■ **What is asked**:
Turn the rows below into a JSON list of strings, one string per line, skipping blank lines and leaving out the pictures.

■ **Material for this task**:
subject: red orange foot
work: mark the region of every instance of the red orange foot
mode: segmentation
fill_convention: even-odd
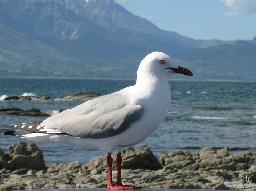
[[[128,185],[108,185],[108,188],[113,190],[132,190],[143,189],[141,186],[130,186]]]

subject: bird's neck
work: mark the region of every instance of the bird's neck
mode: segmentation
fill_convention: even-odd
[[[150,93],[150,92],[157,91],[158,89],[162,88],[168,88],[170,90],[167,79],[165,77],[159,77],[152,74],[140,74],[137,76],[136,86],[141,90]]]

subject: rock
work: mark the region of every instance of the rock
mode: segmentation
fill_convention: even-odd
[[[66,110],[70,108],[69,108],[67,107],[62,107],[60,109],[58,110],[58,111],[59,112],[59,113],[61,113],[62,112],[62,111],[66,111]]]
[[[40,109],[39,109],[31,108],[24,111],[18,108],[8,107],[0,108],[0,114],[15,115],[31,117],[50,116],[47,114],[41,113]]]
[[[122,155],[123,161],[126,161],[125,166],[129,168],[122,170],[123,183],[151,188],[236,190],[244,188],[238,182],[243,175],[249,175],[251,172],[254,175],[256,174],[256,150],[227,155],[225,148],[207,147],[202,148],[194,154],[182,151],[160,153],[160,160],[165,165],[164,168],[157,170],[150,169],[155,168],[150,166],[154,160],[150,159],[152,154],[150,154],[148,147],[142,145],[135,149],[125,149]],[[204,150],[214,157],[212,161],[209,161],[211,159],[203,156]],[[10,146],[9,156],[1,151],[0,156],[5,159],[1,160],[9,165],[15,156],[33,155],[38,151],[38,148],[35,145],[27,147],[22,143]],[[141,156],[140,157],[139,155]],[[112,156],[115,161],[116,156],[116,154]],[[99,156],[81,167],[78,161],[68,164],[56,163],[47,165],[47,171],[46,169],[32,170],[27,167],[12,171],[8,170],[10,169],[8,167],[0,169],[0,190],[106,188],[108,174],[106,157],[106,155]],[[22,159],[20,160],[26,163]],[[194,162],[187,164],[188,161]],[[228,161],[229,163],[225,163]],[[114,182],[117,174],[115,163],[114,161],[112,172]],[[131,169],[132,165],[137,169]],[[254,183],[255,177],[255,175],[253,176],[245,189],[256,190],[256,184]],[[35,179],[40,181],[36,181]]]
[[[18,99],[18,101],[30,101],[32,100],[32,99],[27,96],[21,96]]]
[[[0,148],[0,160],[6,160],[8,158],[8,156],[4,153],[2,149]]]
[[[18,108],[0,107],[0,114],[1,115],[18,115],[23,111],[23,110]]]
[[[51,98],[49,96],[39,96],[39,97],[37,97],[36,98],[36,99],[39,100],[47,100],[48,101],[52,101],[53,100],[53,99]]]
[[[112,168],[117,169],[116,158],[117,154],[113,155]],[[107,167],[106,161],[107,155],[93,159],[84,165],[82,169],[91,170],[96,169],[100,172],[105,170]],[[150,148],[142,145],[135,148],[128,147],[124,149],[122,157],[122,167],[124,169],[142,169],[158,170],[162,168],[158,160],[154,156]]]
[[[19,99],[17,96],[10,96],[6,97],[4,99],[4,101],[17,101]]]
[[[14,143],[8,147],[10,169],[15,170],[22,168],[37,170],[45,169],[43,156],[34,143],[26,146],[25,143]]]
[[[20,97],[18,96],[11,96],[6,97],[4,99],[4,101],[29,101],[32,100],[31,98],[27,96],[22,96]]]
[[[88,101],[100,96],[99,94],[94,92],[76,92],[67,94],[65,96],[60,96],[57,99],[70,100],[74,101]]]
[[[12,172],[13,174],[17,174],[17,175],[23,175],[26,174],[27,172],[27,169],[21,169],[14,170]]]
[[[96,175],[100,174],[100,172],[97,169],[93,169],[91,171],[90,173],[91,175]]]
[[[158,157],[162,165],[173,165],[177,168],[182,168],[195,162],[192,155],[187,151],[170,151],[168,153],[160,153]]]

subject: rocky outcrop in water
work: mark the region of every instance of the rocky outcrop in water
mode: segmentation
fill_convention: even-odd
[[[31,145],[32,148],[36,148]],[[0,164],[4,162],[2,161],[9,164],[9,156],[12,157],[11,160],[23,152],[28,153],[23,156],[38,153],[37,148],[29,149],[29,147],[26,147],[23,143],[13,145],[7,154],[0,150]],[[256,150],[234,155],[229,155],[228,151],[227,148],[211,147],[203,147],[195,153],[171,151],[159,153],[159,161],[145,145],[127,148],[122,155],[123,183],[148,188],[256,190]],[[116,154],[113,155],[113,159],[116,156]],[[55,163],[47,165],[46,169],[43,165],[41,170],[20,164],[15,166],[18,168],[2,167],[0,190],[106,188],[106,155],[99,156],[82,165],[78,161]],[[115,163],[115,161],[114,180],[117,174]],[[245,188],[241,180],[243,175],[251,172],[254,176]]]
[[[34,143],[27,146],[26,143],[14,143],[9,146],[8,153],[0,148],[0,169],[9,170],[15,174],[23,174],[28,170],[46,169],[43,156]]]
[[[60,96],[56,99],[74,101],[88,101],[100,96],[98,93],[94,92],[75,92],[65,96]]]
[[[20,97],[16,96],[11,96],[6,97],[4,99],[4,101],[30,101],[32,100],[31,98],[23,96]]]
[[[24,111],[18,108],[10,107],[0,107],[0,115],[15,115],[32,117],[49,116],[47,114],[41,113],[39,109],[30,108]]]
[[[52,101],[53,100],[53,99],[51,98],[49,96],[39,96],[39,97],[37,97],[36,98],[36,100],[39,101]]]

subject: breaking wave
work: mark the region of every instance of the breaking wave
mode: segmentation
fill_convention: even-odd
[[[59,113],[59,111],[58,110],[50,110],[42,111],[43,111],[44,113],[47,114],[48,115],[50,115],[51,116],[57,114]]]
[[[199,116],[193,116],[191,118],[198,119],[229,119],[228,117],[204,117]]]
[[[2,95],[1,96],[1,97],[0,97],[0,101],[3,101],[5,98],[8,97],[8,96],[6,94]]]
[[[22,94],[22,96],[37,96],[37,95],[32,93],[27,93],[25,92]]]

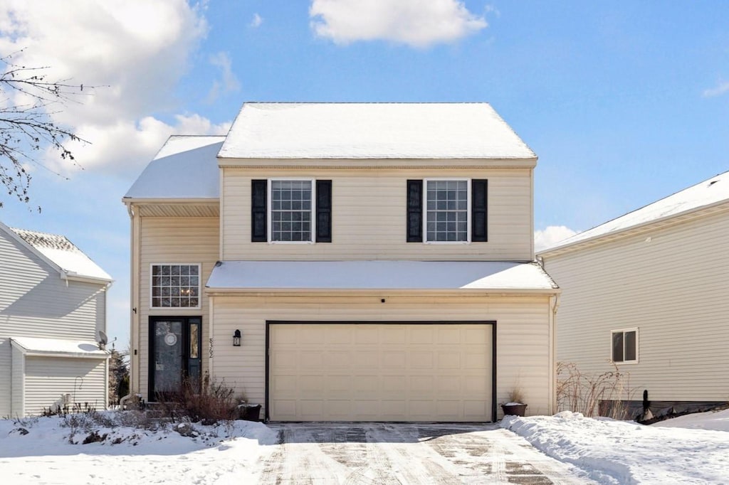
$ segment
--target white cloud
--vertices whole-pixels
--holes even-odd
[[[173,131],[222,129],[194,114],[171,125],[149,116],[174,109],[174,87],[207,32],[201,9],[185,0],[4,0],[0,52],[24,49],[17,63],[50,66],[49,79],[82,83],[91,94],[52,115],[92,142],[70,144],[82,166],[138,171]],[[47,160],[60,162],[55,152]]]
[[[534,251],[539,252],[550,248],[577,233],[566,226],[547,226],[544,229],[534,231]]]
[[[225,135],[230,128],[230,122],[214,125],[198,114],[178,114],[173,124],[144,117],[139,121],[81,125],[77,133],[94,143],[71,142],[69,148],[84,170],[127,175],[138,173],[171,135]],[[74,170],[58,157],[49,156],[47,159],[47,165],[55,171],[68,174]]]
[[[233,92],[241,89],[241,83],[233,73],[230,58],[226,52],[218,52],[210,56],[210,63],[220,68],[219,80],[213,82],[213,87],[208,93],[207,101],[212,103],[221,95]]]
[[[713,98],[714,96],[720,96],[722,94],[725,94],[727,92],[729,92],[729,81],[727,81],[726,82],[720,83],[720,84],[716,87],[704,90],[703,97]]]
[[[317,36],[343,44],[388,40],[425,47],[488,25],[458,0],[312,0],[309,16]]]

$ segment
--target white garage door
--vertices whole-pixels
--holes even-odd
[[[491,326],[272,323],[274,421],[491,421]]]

■ **Exercise response**:
[
  "subject: red orange foot",
  "work: mark the region of every instance of the red orange foot",
  "mode: segmentation",
  "fill_convention: even-odd",
  "[[[128,185],[108,185],[108,188],[113,190],[132,190],[143,189],[141,186],[130,186]]]",
  "subject: bird's neck",
  "work: mark the region of every instance of the bird's neck",
  "mode: segmentation",
  "fill_convention: even-odd",
  "[[[150,93],[150,92],[157,91],[158,89],[162,88],[168,88],[170,90],[167,79],[165,77],[159,77],[152,74],[140,74],[137,76],[136,86],[141,90]]]",
  "subject: rock",
  "work: mark the region of every instance of the rock",
  "mode: segmentation",
  "fill_convention: even-odd",
  "[[[66,110],[70,108],[69,108],[67,107],[62,107],[60,109],[58,110],[58,111],[59,112],[59,113],[61,113],[62,112],[62,111],[66,111]]]",
  "[[[40,109],[39,109],[31,108],[24,111],[18,108],[8,107],[0,108],[0,114],[15,115],[31,117],[50,116],[47,114],[41,113]]]",
  "[[[122,155],[123,161],[126,161],[125,166],[129,168],[122,170],[123,183],[151,188],[236,190],[244,188],[238,182],[243,175],[249,175],[251,172],[254,175],[256,174],[256,150],[227,155],[225,148],[207,147],[202,148],[194,154],[182,151],[160,153],[160,160],[165,165],[164,168],[157,170],[150,169],[155,168],[150,166],[154,160],[150,159],[152,154],[150,154],[148,147],[142,145],[135,149],[125,149]],[[204,150],[214,157],[212,161],[209,161],[211,159],[203,156]],[[10,146],[9,156],[1,151],[0,156],[5,159],[1,160],[9,165],[15,156],[33,155],[38,151],[38,148],[35,145],[27,147],[22,143]],[[141,156],[140,157],[139,155]],[[112,156],[115,161],[116,156],[116,154]],[[99,156],[81,167],[78,161],[68,164],[56,163],[47,165],[47,171],[46,169],[32,170],[27,167],[12,171],[8,170],[10,169],[8,167],[0,169],[0,190],[106,188],[108,174],[106,157],[106,155]],[[22,159],[20,160],[26,163]],[[194,162],[187,164],[188,161]],[[228,161],[229,163],[225,163]],[[114,182],[117,174],[115,163],[114,161],[112,172]],[[131,169],[132,165],[137,169]],[[254,183],[255,177],[255,175],[253,176],[245,189],[256,190],[256,184]],[[35,179],[40,181],[36,181]]]",
  "[[[18,99],[18,101],[30,101],[32,100],[32,99],[27,96],[21,96]]]",
  "[[[0,148],[0,160],[6,160],[8,158],[8,156],[4,153],[2,149]]]",
  "[[[18,108],[0,107],[0,114],[1,115],[18,115],[23,111],[23,110]]]",
  "[[[51,98],[49,96],[39,96],[39,97],[37,97],[36,98],[36,99],[39,100],[47,100],[48,101],[52,101],[53,100],[53,99]]]",
  "[[[112,168],[117,169],[116,158],[117,154],[113,155]],[[107,167],[106,161],[107,155],[93,159],[84,165],[82,169],[91,170],[96,169],[100,172],[105,170]],[[150,148],[142,145],[135,148],[128,147],[124,149],[122,157],[122,167],[124,169],[142,169],[158,170],[162,168],[158,160],[154,156]]]",
  "[[[19,99],[17,96],[10,96],[6,97],[4,99],[4,101],[17,101]]]",
  "[[[14,143],[8,147],[10,169],[15,170],[22,168],[37,170],[45,169],[43,156],[34,143],[26,146],[25,143]]]",
  "[[[20,97],[18,96],[11,96],[6,97],[4,99],[4,101],[29,101],[32,100],[31,98],[27,96],[22,96]]]",
  "[[[88,101],[100,96],[99,94],[94,92],[76,92],[67,94],[65,96],[60,96],[57,99],[70,100],[74,101]]]",
  "[[[12,172],[13,174],[17,174],[17,175],[23,175],[26,174],[27,172],[27,169],[21,169],[14,170]]]",
  "[[[96,175],[100,174],[100,172],[97,169],[93,169],[91,171],[90,173],[91,175]]]",
  "[[[158,157],[162,165],[173,165],[177,168],[182,168],[195,162],[192,155],[187,151],[170,151],[168,153],[160,153]]]",
  "subject: rocky outcrop in water",
  "work: mark the region of every instance of the rocky outcrop in water",
  "mode: segmentation",
  "fill_convention: even-odd",
  "[[[31,145],[32,148],[36,148]],[[0,164],[4,162],[2,161],[9,164],[9,156],[12,157],[11,160],[23,152],[28,153],[23,156],[38,153],[37,148],[29,149],[29,147],[26,147],[23,143],[13,145],[7,154],[0,150]],[[256,150],[234,155],[229,155],[228,151],[227,148],[211,147],[203,147],[195,153],[171,151],[159,153],[159,161],[145,145],[127,148],[122,155],[123,183],[148,188],[256,190]],[[116,154],[113,155],[113,159],[116,156]],[[55,163],[47,165],[46,169],[43,165],[41,170],[20,164],[15,166],[18,168],[2,167],[0,190],[106,188],[106,155],[99,156],[82,165],[78,161]],[[115,163],[115,161],[114,180],[117,174]],[[245,188],[241,180],[243,175],[251,172],[254,176]]]",
  "[[[34,143],[27,146],[26,143],[14,143],[9,146],[8,153],[0,148],[0,169],[9,170],[15,174],[23,174],[28,170],[46,169],[43,156]]]",
  "[[[60,96],[56,99],[74,101],[88,101],[100,96],[98,93],[94,92],[75,92],[65,96]]]",
  "[[[20,97],[16,96],[11,96],[6,97],[4,99],[4,101],[30,101],[32,100],[31,98],[23,96]]]",
  "[[[24,111],[18,108],[10,107],[0,107],[0,115],[15,115],[32,117],[49,116],[47,114],[41,113],[39,109],[30,108]]]",
  "[[[52,101],[53,100],[53,99],[51,98],[49,96],[39,96],[39,97],[37,97],[36,98],[36,100],[39,101]]]",
  "subject: breaking wave",
  "work: mark the region of every instance of the breaking wave",
  "mode: segmentation",
  "fill_convention: even-odd",
  "[[[59,113],[59,111],[58,110],[50,110],[42,111],[43,111],[44,113],[47,114],[48,115],[50,115],[51,116],[57,114]]]",
  "[[[199,116],[193,116],[191,118],[198,119],[229,119],[228,117],[204,117]]]",
  "[[[2,95],[1,96],[1,97],[0,97],[0,101],[3,101],[5,98],[8,97],[8,96],[6,94]]]",
  "[[[22,94],[22,96],[37,96],[37,95],[32,93],[27,93],[25,92]]]",
  "$ segment",
  "--target white cloud",
  "--vertices whole-pixels",
  "--holes even-odd",
  "[[[173,131],[222,129],[194,114],[171,125],[149,116],[174,109],[174,87],[207,32],[201,9],[185,0],[4,0],[0,52],[24,49],[17,63],[50,66],[49,79],[82,83],[91,94],[52,115],[92,142],[70,144],[82,166],[138,171]],[[47,160],[60,162],[55,152]]]",
  "[[[534,251],[539,252],[550,248],[577,233],[566,226],[547,226],[544,229],[534,231]]]",
  "[[[225,135],[230,128],[230,122],[214,125],[198,114],[178,114],[173,124],[144,117],[139,121],[81,125],[77,133],[94,143],[71,142],[69,148],[84,170],[127,175],[138,173],[171,135]],[[74,170],[58,157],[49,156],[47,159],[47,165],[55,171],[68,174]]]",
  "[[[233,92],[241,89],[241,83],[233,73],[230,58],[226,52],[218,52],[210,56],[210,63],[220,68],[219,80],[213,82],[213,87],[208,93],[207,101],[212,103],[221,95]]]",
  "[[[713,98],[714,96],[720,96],[722,94],[725,94],[727,92],[729,92],[729,81],[727,81],[726,82],[720,83],[720,84],[716,87],[704,90],[703,97]]]",
  "[[[317,36],[343,44],[388,40],[425,47],[488,25],[458,0],[312,0],[309,16]]]",
  "$ segment",
  "--target white garage door",
  "--vertices whole-pixels",
  "--holes even-odd",
  "[[[491,326],[272,323],[274,421],[491,421]]]"
]